▶ _TASK OBJECTIVE_
Render every line of the data below as a numbered list, leaving out any blank lines.

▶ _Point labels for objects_
§ §
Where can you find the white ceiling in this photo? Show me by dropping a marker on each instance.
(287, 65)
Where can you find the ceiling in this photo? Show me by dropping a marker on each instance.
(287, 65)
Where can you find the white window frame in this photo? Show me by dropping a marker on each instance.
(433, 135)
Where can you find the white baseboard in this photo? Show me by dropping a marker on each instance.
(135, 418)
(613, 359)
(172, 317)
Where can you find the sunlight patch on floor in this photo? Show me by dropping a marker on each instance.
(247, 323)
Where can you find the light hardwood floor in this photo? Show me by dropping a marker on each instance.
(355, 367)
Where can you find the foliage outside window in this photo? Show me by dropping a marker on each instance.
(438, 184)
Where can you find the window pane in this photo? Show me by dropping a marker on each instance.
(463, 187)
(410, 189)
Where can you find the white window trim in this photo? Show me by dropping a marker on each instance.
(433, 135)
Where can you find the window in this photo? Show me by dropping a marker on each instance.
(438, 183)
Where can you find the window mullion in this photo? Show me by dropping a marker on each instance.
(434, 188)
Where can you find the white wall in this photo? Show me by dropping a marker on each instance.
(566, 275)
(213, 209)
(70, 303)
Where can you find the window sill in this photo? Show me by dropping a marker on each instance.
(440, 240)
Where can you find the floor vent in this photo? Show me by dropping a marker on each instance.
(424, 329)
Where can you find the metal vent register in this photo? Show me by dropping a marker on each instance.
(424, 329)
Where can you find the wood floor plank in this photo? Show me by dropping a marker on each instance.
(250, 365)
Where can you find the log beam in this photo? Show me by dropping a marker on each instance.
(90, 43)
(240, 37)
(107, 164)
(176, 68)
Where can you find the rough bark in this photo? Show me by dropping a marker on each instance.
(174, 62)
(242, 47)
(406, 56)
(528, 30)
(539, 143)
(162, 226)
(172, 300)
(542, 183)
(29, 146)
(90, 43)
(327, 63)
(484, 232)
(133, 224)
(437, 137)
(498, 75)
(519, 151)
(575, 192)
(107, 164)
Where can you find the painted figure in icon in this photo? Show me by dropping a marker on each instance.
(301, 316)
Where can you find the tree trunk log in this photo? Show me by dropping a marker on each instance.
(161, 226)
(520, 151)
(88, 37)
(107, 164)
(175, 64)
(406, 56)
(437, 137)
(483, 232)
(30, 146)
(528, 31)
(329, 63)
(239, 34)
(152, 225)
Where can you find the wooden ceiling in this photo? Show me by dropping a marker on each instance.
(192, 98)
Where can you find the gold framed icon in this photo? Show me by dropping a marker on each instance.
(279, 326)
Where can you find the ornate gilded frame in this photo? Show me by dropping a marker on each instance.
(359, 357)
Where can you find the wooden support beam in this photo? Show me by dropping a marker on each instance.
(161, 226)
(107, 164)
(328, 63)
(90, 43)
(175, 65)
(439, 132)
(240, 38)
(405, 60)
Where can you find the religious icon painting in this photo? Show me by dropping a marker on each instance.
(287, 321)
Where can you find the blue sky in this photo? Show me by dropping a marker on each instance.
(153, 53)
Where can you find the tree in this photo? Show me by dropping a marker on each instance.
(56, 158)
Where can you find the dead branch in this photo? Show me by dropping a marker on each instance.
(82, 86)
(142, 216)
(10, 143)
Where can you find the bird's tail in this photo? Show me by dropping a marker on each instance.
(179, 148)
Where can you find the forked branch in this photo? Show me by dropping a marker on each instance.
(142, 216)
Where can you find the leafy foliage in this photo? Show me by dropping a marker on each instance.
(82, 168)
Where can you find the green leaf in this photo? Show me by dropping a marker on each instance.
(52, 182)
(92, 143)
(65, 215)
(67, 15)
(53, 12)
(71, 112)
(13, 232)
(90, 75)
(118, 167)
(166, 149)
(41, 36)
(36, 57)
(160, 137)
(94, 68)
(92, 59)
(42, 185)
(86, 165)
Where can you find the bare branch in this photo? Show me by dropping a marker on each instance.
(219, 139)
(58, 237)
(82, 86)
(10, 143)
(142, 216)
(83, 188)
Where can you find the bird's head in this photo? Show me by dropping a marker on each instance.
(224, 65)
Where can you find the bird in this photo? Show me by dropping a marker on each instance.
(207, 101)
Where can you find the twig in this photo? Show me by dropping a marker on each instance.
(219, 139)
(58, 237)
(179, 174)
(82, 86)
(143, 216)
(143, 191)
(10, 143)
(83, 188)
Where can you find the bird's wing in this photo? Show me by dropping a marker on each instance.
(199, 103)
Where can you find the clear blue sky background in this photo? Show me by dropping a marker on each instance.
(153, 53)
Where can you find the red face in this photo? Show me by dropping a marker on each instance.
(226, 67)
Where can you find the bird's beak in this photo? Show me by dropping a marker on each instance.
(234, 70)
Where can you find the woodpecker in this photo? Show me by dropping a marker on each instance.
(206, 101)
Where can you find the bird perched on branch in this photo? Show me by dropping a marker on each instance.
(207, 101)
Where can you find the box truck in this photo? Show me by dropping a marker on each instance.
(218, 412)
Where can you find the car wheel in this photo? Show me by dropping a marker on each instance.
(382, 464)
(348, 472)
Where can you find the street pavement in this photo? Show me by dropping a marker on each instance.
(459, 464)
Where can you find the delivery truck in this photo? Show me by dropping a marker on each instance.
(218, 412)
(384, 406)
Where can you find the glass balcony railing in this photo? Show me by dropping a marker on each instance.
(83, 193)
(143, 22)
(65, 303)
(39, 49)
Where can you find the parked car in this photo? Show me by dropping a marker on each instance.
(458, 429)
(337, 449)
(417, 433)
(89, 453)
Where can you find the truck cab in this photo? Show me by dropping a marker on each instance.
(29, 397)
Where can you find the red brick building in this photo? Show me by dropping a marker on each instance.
§ §
▶ _ANSWER_
1. Where can you find the white ceiling in this photo? Show me by dropping a marker on each instance.
2. (287, 65)
3. Where can you find the ceiling in this photo? Show me by dropping a marker on each instance.
4. (287, 65)
5. Where can you find the white window frame in this photo? Show me by dropping a marker on each instance.
6. (433, 135)
7. Where can you find the white baseboard in this photo? Show me by dropping a marker on each instance.
8. (135, 418)
9. (613, 359)
10. (172, 317)
11. Where can you find the sunlight patch on floor in this photo? Show me by dropping a marker on each instance.
12. (247, 323)
13. Where can you find the light hardwood floor in this photo? Show me by dropping a marker on each instance.
14. (355, 367)
15. Where can you find the foliage outside window in this photo? Show me by dropping a marker on each instance.
16. (438, 184)
17. Where can you find the window pane in this photo? Show me by dropping a marker on each instance.
18. (463, 187)
19. (410, 189)
20. Where can you find the white window trim in this photo? Show me by dropping a marker on each instance.
21. (433, 135)
22. Where can you find the window in this photo? Show me by dropping a marker on each instance.
23. (438, 183)
24. Where can you find the window mullion in this photo? Show me by dropping a marker on each instance.
25. (434, 188)
26. Where can you find the white wall in this photo? Show me by dropping a marker on each instance.
27. (566, 275)
28. (213, 209)
29. (70, 303)
30. Where can you find the window sill in this photo? Show me by dropping a marker on each instance.
31. (440, 240)
32. Where can you find the floor vent in this photo? Show me by dropping a marker on each instance.
33. (424, 329)
34. Where can you find the metal vent register in this photo? Show me by dropping a marker on each instance.
35. (424, 329)
36. Where can you find the wood floor plank in this photo? Show me by dropping a marker on each instance.
37. (250, 365)
38. Where can you find the log beam in this photo? Show me by dropping a marker on each instance.
39. (90, 43)
40. (240, 37)
41. (107, 164)
42. (176, 68)
43. Where can you find the rough bark in this photo? Show me by dropping a marker on each instance.
44. (174, 62)
45. (242, 47)
46. (406, 56)
47. (528, 30)
48. (539, 143)
49. (162, 226)
50. (172, 300)
51. (542, 183)
52. (29, 146)
53. (90, 43)
54. (327, 63)
55. (484, 232)
56. (133, 224)
57. (437, 137)
58. (498, 75)
59. (519, 151)
60. (575, 192)
61. (107, 164)
62. Where can you find the painted figure in icon in this photo? Show me by dropping a marker on each instance.
63. (301, 316)
64. Where can you find the tree trunk log in this photo? Show me by dropping a marker on each instance.
65. (161, 226)
66. (520, 151)
67. (88, 37)
68. (107, 164)
69. (175, 64)
70. (406, 56)
71. (437, 137)
72. (483, 232)
73. (30, 146)
74. (528, 31)
75. (329, 63)
76. (239, 34)
77. (152, 225)
78. Where can you find the wooden ceiling in this photo? Show me by dropping a marker on each instance.
79. (192, 98)
80. Where can you find the gold framed icon in this photo? Show me by dropping a marker on each instance.
81. (279, 326)
82. Where can you find the ornate gilded frame in this photo? Show me by dropping a marker on each instance.
83. (359, 357)
84. Where can you find the wooden support beam in this photo? Show me by dropping a marker on each instance.
85. (161, 226)
86. (107, 164)
87. (328, 63)
88. (90, 43)
89. (175, 65)
90. (439, 132)
91. (240, 38)
92. (405, 60)
93. Where can you find the religious icon painting in this photo? Show me by dropping a marker on each instance.
94. (287, 321)
95. Where can you find the blue sky in this photo? Show me by dropping a marker on each instance.
96. (153, 53)
97. Where can you find the tree in this photo? Show me by dropping a marker on each instance.
98. (56, 158)
99. Where can you find the dead branch in this photo? Show me by dropping a marker on each instance.
100. (82, 86)
101. (142, 216)
102. (10, 143)
103. Where can you find the bird's tail in this photo? Show me by dropping a marker on each instance.
104. (179, 148)
105. Where can you find the forked branch in this photo? Show me by dropping a marker on each instance.
106. (142, 216)
107. Where can you find the leafy foliage in this photo? Show me by dropping a marker on each instance.
108. (82, 168)
109. Where can you find the green leaf in this photo? Show me by dropping a marker on each instance.
110. (52, 182)
111. (92, 143)
112. (65, 215)
113. (67, 15)
114. (53, 12)
115. (71, 112)
116. (13, 232)
117. (90, 75)
118. (118, 167)
119. (166, 149)
120. (41, 36)
121. (36, 57)
122. (160, 137)
123. (94, 68)
124. (92, 59)
125. (42, 185)
126. (86, 165)
127. Where can you find the bare branch in this photo? Show me by dropping a marker on each instance.
128. (219, 139)
129. (58, 237)
130. (82, 86)
131. (10, 143)
132. (142, 216)
133. (83, 188)
134. Where can you find the bird's head in this photo? Show me by dropping a marker on each instance.
135. (224, 65)
136. Where can you find the bird in this photo? Show me by dropping a marker on each instance.
137. (207, 101)
138. Where can you find the twig in this photo? Show me by dropping a marker on each instance.
139. (219, 139)
140. (58, 237)
141. (179, 174)
142. (82, 86)
143. (143, 216)
144. (143, 191)
145. (10, 143)
146. (83, 188)
147. Where can you find the bird's wing in this photo? Show me by dropping a marker on each instance.
148. (199, 103)
149. Where can you find the clear blue sky background in this photo? Show me by dropping a marker on each instance.
150. (153, 53)
151. Where can you find the red face in this photo? Show me by dropping a marker on each instance.
152. (226, 67)
153. Where can you find the bird's beak in this photo? Show me by dropping a marker on each instance.
154. (234, 70)
155. Where can you find the woodpecker in this photo? Show me by dropping a marker on each instance.
156. (206, 101)
157. Where can you find the bird perched on branch in this photo? Show me by dropping a marker on each instance.
158. (207, 101)
159. Where can you find the box truck in this photo? Show me by dropping a marker on each instance.
160. (218, 412)
161. Where can you find the car wheel in this photo? Show me by dropping a marker on each instance.
162. (382, 464)
163. (348, 472)
164. Where can you find the street pavement in this photo? Show me by dropping a marker on each instance.
165. (459, 464)
166. Where can you find the delivery truck in this photo? Show me by dropping a marker on each instance.
167. (218, 412)
168. (384, 406)
169. Where can you find the glass balcony railing in this photo? Show me by dropping a marker on each instance.
170. (83, 193)
171. (143, 22)
172. (65, 303)
173. (39, 49)
174. Where can you find the parked car in this photo? Show me by dropping a marker on each instance.
175. (458, 429)
176. (337, 449)
177. (417, 433)
178. (89, 453)
179. Where can you find the truck cab in this photo? Show me by dropping a marker on each instance.
180. (29, 397)
181. Where can you find the red brick building in this photo? Show me by dropping a marker on each instance.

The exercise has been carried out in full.